_The exercise_
Print the line containing "Where can the concrete building" and each line after it through the end, please, with nothing added.

_The records_
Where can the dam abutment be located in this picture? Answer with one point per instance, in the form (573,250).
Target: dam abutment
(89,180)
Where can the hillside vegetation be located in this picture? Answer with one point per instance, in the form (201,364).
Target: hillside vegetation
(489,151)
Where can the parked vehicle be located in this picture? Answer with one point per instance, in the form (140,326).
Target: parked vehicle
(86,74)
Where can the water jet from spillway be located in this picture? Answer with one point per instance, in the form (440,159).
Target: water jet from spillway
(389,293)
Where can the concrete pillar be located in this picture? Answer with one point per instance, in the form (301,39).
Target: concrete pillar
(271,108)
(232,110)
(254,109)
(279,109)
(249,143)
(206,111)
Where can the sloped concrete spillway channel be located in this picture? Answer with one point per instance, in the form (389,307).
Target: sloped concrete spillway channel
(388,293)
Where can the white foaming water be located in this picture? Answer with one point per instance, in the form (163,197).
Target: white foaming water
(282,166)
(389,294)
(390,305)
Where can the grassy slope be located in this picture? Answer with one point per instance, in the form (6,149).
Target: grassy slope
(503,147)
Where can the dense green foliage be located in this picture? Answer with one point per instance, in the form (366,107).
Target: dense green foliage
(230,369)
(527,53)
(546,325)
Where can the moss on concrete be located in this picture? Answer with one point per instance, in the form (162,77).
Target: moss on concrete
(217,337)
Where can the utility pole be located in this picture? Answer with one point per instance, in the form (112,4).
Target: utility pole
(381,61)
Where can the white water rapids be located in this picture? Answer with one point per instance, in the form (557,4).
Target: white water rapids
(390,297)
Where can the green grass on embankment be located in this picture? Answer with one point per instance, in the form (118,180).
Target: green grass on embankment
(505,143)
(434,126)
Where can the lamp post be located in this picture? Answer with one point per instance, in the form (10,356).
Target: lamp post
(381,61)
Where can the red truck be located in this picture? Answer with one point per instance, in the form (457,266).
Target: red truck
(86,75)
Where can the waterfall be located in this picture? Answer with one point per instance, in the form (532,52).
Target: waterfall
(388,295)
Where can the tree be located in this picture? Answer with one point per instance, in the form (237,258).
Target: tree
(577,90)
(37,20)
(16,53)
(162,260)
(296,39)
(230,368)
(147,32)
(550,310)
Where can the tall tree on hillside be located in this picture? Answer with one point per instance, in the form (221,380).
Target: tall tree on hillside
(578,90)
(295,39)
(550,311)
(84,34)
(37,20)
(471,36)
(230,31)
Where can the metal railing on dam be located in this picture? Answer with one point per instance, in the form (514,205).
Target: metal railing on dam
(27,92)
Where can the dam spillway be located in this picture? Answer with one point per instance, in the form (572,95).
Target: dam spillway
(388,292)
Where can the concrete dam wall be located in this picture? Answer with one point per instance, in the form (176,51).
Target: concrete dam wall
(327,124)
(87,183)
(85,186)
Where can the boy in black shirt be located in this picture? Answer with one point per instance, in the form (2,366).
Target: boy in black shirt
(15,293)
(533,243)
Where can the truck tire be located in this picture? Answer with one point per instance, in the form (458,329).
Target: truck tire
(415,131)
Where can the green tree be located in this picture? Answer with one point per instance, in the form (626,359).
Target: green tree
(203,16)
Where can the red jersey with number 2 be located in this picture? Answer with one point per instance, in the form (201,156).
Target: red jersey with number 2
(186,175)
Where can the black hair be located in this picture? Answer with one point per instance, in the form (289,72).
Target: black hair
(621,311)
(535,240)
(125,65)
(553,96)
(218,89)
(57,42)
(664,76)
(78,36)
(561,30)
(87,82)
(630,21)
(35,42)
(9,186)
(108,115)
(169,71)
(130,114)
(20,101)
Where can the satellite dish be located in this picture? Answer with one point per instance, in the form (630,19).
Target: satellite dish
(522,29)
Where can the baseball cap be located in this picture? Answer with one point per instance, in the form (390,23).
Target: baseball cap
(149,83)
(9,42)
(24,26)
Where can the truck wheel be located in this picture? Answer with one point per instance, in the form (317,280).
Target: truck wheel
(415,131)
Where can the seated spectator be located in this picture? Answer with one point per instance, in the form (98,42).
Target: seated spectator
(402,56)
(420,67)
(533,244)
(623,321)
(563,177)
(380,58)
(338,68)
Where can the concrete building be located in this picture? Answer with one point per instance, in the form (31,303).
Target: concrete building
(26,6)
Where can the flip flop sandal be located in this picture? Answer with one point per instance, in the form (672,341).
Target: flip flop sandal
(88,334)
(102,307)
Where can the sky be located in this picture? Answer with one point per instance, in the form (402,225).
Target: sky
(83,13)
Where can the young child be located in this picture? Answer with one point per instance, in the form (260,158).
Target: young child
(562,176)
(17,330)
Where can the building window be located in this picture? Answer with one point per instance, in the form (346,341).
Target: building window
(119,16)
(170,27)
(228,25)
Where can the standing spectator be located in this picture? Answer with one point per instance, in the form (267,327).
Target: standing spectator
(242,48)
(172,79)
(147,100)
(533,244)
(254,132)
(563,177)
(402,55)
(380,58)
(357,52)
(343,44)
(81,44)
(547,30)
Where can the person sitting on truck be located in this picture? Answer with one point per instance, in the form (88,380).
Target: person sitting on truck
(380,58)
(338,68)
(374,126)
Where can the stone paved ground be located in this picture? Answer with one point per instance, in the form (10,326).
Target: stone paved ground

_Task solution_
Where can the concrete building be located in this picture? Answer with one point per instance, in the form (31,303).
Target: concrete building
(26,6)
Where can the flip flop sandal be located in this picture? Answer with one point per instance, in the form (672,341).
Target: flip flop sandal
(88,334)
(102,307)
Where can the sky be located in this picture? Answer with one point per instance, in the form (402,225).
Target: sky
(83,13)
Where can the young child be located in this picture? Answer with one point per instance, in the form (260,158).
Target: young child
(562,176)
(17,330)
Where can the building window be located in this picture? Answer with one point per instance, in the form (346,341).
Target: building window
(119,16)
(170,27)
(228,25)
Where can the standing spectator be located in this picture? Answer with one point per instance, in the form (267,327).
Target: standing spectator
(242,48)
(172,79)
(147,100)
(533,244)
(254,132)
(563,177)
(402,55)
(380,58)
(357,52)
(343,44)
(81,44)
(547,30)
Where can the person sitting on truck be located in this picture? Answer with one point per instance, in the form (88,380).
Target: person sitting on truck
(380,58)
(338,68)
(374,126)
Where can the stone paved ground be located in this picture? Answer with one point per instance, in the form (10,326).
Target: stone paved ground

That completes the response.